None of those problems have easy fixes.

Google, for its part, is being more careful in how it presents Flow. It is not selling the idea that anyone can type a line and get a perfect film. The pitch is subtler. This is a tool you work with. You generate, adjust, redo. Something closer to editing than magic.

Creators involved in early projects echo that learning curve. Filmmaker Bowdhitya, who worked on Talwiinder’s video, described the process as iterative, requiring specific inputs around camera, lens and lighting to get usable results. Talwiinder, too, noted that the system demands time and direction, even as it enables visuals that would otherwise be difficult to produce within typical budgets.

That lowers expectations. It also makes the product easier to place inside existing creative workflows.

But step back, and both companies are circling the same issue.

Cost.

A video like Talwiinder’s would normally require a crew. Camera, lights, set, post-production. All of that costs money because it pays people.

With AI, a chunk of that cost disappears. Or more accurately, it moves. From people to platforms.

That shift is already beginning to show up. The United Nations Conference on Trade and Development has pointed to job losses in parts of the entertainment industry linked to AI adoption. Industry estimates suggest the market for AI-generated content will grow quickly in the next few years. The same estimates also talk about lost income for creators.

# GIVEN RECORDS:

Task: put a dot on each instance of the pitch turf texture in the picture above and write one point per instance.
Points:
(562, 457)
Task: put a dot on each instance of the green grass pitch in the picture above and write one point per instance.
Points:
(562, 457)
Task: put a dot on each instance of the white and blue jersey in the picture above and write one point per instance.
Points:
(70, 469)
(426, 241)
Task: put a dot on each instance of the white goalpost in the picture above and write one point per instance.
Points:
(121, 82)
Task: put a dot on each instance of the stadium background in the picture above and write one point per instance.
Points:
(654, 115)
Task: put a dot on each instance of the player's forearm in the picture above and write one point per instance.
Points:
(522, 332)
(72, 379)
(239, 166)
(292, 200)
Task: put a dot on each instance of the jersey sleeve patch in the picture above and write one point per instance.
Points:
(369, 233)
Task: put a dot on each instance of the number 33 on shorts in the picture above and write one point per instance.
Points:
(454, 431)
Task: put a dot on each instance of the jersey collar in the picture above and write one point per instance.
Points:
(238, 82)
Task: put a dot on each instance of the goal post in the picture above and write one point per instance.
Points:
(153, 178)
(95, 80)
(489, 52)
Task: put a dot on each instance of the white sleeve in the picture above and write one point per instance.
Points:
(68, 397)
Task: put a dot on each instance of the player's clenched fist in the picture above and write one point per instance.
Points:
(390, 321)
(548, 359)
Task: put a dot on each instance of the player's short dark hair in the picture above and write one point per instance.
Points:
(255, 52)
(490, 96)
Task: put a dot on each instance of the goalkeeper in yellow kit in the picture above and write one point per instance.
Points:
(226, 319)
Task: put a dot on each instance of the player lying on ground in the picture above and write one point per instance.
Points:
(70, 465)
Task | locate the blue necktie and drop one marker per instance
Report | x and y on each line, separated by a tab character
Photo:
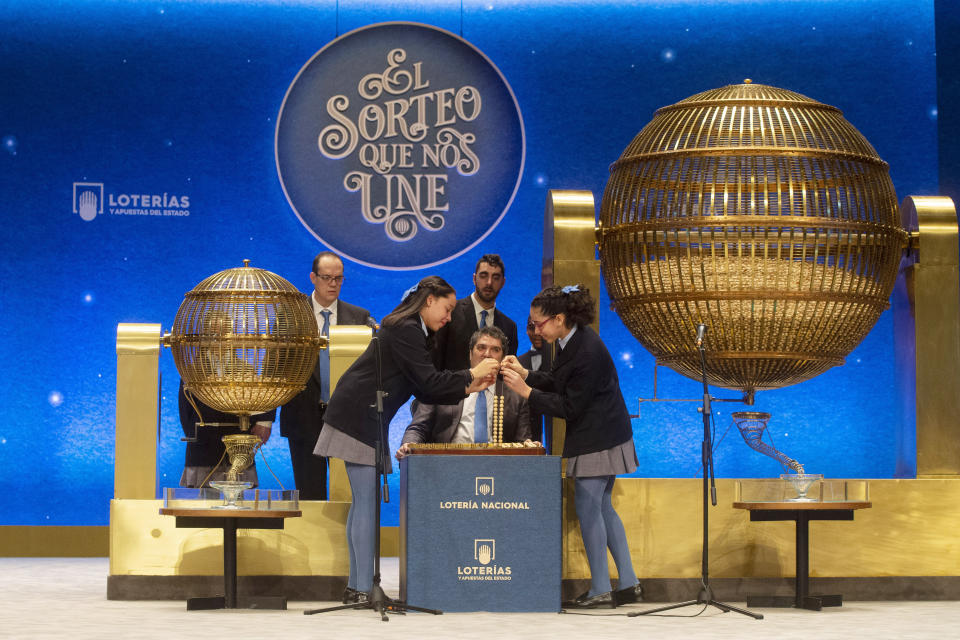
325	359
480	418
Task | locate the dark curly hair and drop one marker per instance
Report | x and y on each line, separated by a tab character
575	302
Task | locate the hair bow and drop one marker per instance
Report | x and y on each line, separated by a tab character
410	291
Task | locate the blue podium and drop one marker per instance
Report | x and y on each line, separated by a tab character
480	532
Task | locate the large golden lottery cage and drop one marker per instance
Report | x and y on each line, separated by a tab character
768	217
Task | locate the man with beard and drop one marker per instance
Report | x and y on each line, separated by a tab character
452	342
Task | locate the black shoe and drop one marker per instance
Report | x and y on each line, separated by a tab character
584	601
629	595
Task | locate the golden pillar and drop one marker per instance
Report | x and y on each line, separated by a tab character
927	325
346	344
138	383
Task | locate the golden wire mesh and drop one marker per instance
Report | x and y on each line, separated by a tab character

...

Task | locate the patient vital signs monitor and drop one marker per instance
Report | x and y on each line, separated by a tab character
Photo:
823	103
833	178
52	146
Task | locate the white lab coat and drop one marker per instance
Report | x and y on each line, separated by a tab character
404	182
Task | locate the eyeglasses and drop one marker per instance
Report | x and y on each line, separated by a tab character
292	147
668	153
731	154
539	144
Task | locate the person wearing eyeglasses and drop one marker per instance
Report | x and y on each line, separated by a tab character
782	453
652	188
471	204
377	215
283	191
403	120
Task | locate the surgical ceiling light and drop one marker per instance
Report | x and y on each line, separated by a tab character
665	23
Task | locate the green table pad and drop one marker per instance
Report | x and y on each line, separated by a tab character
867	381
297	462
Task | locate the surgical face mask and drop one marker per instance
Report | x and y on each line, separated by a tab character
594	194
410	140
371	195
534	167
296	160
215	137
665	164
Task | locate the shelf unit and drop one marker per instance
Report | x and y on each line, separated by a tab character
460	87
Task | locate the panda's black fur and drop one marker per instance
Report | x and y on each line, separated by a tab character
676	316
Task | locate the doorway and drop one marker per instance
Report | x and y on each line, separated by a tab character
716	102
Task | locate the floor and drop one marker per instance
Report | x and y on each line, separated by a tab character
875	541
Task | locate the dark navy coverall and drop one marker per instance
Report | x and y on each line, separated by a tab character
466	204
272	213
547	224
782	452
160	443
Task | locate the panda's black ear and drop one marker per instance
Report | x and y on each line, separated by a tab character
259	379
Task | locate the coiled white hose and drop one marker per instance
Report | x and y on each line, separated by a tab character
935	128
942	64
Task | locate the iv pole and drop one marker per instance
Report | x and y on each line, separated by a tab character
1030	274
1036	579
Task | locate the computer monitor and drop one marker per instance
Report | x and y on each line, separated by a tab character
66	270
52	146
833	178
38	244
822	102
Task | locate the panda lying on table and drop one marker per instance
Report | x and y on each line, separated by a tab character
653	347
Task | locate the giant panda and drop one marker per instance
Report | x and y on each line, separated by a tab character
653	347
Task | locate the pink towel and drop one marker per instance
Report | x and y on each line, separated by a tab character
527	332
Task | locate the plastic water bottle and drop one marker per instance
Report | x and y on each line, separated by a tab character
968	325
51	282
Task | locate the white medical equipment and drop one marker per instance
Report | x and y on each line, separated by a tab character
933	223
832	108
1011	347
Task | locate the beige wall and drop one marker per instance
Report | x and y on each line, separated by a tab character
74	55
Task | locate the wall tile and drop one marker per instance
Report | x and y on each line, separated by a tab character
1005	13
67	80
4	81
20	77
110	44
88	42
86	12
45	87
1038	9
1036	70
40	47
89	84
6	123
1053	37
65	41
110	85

# EXERCISES TO COMPLETE:
• a. In the text on AI video tools and creative costs, how does the filmmaker Bowdhitya describe the process of making Talwiinder's video?
• b. Extend the text on AI video tools and creative costs, picking up right after its final sentence.

# OUTPUTS FOR THE TASKS:
• a. As iterative, requiring specific inputs around camera, lens and lighting to get usable results.

• b.
Both trends can exist together.

There is another layer to this that no company is answering directly.

These systems are trained on existing films, images and art. Work made by people, over decades. The legal question of who owns what, and who gets paid, is still open. Cases are moving through courts. There is no clear outcome yet.

Which is why it is too early to call this a clean disruption story.

Talwiinder’s video shows what the tools can do when they work well. It also shows how AI is beginning to enter mainstream creative workflows, particularly for artists balancing scale and cost. Sora’s shutdown, on the other hand, shows what happens when the model does not hold up as a product.

Put those together and the picture is less dramatic, more uncertain.

AI video is not the future yet. It is a space being tested in public, by companies that are still figuring out how to make it work.